*The problem*. Verbatim, and with nothing else, reproduce the data below from its first line through the line containing "Can you find the rocky".

*Dataset content*.
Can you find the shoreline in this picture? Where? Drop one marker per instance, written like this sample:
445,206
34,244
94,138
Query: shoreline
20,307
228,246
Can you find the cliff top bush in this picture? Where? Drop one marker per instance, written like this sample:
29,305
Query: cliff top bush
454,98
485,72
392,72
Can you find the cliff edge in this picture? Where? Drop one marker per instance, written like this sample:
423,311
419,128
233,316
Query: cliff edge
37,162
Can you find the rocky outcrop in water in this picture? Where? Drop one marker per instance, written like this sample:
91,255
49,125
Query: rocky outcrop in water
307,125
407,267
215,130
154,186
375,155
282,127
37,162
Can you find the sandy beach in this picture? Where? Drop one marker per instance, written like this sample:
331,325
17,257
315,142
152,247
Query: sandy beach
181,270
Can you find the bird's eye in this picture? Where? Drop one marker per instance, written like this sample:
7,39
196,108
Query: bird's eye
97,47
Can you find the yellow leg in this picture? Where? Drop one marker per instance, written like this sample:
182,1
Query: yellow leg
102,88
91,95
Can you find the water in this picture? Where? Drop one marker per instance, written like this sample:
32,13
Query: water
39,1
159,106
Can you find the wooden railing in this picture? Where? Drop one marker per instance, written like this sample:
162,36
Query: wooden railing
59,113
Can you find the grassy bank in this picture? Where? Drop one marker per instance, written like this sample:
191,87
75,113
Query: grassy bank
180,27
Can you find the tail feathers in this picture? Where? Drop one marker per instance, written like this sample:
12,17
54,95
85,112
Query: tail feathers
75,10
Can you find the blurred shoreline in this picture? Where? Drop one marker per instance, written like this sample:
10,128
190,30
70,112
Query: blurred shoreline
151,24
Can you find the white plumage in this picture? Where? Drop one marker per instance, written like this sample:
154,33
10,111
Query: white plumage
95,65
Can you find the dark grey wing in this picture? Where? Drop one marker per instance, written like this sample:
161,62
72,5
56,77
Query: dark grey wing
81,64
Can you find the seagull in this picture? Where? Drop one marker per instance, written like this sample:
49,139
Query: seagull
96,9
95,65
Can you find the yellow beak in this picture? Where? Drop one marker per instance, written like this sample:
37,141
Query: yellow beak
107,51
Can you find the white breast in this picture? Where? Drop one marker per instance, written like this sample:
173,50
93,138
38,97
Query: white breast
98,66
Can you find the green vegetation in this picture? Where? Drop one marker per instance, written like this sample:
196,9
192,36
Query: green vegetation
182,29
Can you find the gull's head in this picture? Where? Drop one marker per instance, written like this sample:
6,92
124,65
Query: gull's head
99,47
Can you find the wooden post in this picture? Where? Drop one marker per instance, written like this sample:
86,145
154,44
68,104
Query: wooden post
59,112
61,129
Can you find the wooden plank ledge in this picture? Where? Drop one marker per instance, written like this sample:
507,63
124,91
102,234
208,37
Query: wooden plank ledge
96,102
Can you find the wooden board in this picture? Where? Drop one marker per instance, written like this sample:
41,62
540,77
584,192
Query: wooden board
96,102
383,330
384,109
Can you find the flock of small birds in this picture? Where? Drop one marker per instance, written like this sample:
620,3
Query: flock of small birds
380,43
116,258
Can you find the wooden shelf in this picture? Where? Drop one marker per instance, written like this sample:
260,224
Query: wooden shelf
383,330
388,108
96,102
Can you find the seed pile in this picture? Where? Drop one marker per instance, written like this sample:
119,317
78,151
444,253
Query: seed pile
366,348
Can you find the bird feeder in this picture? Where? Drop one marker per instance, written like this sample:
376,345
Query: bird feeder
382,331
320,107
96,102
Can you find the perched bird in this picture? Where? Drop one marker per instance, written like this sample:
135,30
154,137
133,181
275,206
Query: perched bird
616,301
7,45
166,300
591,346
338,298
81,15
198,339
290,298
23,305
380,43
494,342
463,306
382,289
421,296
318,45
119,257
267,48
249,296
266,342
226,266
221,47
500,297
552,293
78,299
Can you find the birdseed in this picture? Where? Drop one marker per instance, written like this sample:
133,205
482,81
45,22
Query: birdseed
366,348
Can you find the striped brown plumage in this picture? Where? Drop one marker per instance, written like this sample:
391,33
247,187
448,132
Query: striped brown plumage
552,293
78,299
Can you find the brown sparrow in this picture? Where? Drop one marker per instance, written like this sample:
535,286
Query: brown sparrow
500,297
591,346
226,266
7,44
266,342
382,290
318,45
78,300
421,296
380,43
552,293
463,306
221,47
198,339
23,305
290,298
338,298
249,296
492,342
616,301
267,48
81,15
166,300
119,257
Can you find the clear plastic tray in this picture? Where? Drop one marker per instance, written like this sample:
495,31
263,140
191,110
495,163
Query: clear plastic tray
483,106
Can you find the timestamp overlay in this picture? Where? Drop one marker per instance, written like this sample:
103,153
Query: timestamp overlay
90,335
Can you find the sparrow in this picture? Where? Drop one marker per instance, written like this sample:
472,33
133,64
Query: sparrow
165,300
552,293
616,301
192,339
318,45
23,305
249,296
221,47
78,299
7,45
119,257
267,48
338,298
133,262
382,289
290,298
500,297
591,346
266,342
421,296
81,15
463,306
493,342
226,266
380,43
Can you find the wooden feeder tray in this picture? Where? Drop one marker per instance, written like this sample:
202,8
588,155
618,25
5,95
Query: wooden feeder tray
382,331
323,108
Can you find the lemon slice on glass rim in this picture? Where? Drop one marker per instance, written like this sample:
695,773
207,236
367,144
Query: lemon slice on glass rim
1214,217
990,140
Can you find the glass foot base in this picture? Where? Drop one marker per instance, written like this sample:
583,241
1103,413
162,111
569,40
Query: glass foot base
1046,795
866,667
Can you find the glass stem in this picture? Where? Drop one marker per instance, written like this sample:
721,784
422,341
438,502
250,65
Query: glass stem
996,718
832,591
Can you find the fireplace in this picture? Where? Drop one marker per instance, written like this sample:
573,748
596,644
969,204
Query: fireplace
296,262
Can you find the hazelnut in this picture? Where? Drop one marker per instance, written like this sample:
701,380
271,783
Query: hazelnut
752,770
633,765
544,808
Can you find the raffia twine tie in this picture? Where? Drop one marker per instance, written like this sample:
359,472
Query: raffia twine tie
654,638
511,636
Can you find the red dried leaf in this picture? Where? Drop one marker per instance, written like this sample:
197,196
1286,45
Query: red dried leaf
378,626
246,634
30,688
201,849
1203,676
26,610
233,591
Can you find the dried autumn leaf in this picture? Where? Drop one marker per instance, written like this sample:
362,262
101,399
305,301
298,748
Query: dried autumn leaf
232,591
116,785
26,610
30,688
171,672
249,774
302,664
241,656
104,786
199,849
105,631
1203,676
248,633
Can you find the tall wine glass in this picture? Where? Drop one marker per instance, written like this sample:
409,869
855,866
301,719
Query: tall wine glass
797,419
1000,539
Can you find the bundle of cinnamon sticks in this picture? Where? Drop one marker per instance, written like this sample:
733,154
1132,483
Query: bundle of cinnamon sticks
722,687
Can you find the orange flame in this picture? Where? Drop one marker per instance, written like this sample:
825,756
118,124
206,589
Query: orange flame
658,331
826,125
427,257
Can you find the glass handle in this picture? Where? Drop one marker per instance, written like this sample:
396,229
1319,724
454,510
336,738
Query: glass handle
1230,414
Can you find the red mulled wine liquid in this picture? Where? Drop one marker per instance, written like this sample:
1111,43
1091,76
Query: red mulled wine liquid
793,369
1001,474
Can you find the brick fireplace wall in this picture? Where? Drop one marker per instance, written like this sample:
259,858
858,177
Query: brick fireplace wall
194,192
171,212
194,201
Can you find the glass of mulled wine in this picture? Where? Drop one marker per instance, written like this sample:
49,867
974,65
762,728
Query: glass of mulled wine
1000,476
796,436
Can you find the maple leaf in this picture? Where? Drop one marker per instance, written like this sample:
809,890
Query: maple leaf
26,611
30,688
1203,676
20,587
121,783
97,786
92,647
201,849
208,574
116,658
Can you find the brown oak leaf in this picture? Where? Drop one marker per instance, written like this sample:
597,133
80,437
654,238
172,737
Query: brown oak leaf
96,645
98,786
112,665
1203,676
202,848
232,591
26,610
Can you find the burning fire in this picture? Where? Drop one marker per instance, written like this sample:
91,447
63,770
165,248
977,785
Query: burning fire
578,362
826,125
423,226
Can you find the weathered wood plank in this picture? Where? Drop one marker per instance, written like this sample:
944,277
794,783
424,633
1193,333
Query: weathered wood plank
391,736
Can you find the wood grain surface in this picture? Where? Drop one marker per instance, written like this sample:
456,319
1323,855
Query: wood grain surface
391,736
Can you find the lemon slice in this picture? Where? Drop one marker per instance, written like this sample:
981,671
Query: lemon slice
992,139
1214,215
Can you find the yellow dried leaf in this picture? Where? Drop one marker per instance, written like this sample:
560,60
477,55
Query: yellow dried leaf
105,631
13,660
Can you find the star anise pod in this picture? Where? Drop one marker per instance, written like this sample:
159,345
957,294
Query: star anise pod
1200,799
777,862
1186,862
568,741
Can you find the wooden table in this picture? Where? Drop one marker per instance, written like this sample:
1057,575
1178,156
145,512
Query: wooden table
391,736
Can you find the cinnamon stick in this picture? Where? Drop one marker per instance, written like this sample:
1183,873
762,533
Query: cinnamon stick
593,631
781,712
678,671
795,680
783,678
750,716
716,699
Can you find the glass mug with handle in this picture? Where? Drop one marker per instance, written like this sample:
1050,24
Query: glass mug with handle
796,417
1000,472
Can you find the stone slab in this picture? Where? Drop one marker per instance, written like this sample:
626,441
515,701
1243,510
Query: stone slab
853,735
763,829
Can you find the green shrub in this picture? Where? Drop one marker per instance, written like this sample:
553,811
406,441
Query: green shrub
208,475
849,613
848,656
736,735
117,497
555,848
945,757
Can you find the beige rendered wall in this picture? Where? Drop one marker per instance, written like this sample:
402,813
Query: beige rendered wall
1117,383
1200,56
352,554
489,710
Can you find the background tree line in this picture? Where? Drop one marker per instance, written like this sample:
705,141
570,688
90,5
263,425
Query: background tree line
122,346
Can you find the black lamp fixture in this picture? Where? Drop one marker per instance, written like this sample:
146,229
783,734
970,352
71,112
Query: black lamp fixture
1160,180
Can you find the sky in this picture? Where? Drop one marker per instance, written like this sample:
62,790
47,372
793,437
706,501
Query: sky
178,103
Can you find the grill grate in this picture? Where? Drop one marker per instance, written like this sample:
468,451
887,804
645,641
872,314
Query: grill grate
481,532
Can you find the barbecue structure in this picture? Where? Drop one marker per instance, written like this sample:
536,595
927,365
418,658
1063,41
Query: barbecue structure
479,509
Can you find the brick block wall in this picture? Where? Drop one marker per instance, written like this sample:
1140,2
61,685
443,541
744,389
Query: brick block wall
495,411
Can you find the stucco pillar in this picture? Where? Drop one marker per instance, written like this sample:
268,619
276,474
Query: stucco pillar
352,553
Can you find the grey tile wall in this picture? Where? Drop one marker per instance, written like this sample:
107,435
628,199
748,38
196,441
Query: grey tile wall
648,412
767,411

*Exercise result*.
Can you find the shoreline in this picture? Where? Drop one marker per instance, written like this sample:
445,206
34,244
94,138
Query: shoreline
20,307
228,246
Can you find the cliff top bush in this picture? Where? Drop one marker per instance, written like this sample:
29,305
Query: cliff top bush
454,98
485,72
392,72
Can you find the cliff edge in this picture? Where? Drop one marker per instance, written like this sample:
423,311
419,128
233,316
Query: cliff edge
37,162
Can you find the rocky outcrop in water in this picture? Where? Drop one marker per instance, written like this sample:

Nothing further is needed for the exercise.